# Mounting a Ryobi R175 Plunge Router



## bobtheengineer (Jan 12, 2009)

I have a Ryobi R175 plunge router that I'd like to mount on a new Craftsman table saw with router table attachment. The router mounts OK, but the table is too thick to get full extention of the bit through the table. (The table is about 3/8" thick.)

The funny thing is that the router seems like it could plunge more, but I think it is stopped by the 2 poles that connect the router to the base. Anyone got any helpful suggestions?


----------



## bobj3 (Jan 17, 2006)

HI Bob

When I run into that type of error I use the Extension, I use them all the time on the short bits 

Router Collet Extension

http://www.mlcswoodworking.com/shopsite_sc/store/html/smarthtml/pages/router_collet.html


Collet Extension
http://www.ptreeusa.com/routerAcc.htm#20262


Additional 2-1/4" (or 2" for #36259) when you extend them through the router table top with our router collet extension. 
Eliminate the dangerous temptation of withdrawing the shank from the collet in order to raise the bit and to “provide the full depth of cut.” The router collet extension makes it possible to use all diameters of 1/2" and 1/4" shank bits safely. 
Place the router collet extension shank in the 1/2" router collet and the router bit shank in the extension collet and tighten both

attn: Bob
If this case for your router the Extension will NOT work in your router you need to have have a 1/2" collet 

Ryobi R175 plunge " 1/4 inch collet only "

Pros: Great ergonomic design
Cons: Very limited. 1/4 inch collet only
http://www.epinions.com/reviews/Ryobi_R175_1_3_4_hp_Plunge_Router

It maybe time to upgrade the router to one of the newer ones with both collets 

======



bobtheengineer said:


> I have a Ryobi R175 plunge router that I'd like to mount on a new Craftsman table saw with router table attachment. The router mounts OK, but the table is too thick to get full extention of the bit through the table. (The table is about 3/8" thick.)
> 
> The funny thing is that the router seems like it could plunge more, but I think it is stopped by the 2 poles that connect the router to the base. Anyone got any helpful suggestions?


----------



## xplorx4 (Dec 1, 2008)

Welcome to the forum Bob, it is good to have you here. Hope the fix works.


----------



## bobtheengineer (Jan 12, 2009)

Thanks for the help, Bob.

Yeah, I know I should upgrade the router, but I just bought the table saw so I can't really justify a larger router right now. At some point, I'll probably upgrade to a fixed 1/2" collet router and keep the Ryobi for smaller jobs.

Thanks again.


----------



## bobtheengineer (Jan 12, 2009)

xplorx4 said:


> Welcome to the forum Bob, it is good to have you here. Hope the fix works.


Thanks Jerry. 

To quote the great philopher, Jeff Foxworth. _Every bad idea once sounded like a good idea._


----------



## bobj3 (Jan 17, 2006)

Hi Bob

Think Craftsman for a combo kit for a 100.oo or less, then you have a standard base for the router table with soft start and VS and a plunge base for off the table jobs...and to boot you have both collets 1/4" and 1/2"  you will be amazed with the New Craftsman router  it's that good.

After all you can take it with you ( money) and you can't have to many routers 

=======




bobtheengineer said:


> Thanks for the help, Bob.
> 
> Yeah, I know I should upgrade the router, but I just bought the table saw so I can't really justify a larger router right now. At some point, I'll probably upgrade to a fixed 1/2" collet router and keep the Ryobi for smaller jobs.
> 
> Thanks again.


----------



## Dr.Zook (Sep 10, 2004)

Welcome to the forums Bob.


----------
================================
→ **SET PROBLEM 1**:
Answer these questions about the router thread:
(a) How thick does the first poster say the table is?
(b) What collet size is the Ryobi R175 said to have?
(c) What does the first poster plan to keep the Ryobi for after upgrading?
→ **SET PROBLEM 2**:
Reproduce the part of the router thread from "Eliminate the dangerous" up to and including "shank bits safely." word for word.
The lines placed after the thread aren't needed.

→ **EXCERPTED RECORDS**:
================================
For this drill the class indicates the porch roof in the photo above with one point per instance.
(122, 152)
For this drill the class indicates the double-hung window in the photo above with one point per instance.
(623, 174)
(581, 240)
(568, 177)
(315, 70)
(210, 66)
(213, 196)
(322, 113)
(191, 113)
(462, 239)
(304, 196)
================================
→ **WORKED SOLUTION 1**:
(a) About 3/8" thick.
(b) A 1/4 inch collet only.
(c) Smaller jobs.

→ **WORKED SOLUTION 2**:
Eliminate the dangerous temptation of withdrawing the shank from the collet in order to raise the bit and to “provide the full depth of cut.” The router collet extension makes it possible to use all diameters of 1/2" and 1/4" shank bits safely.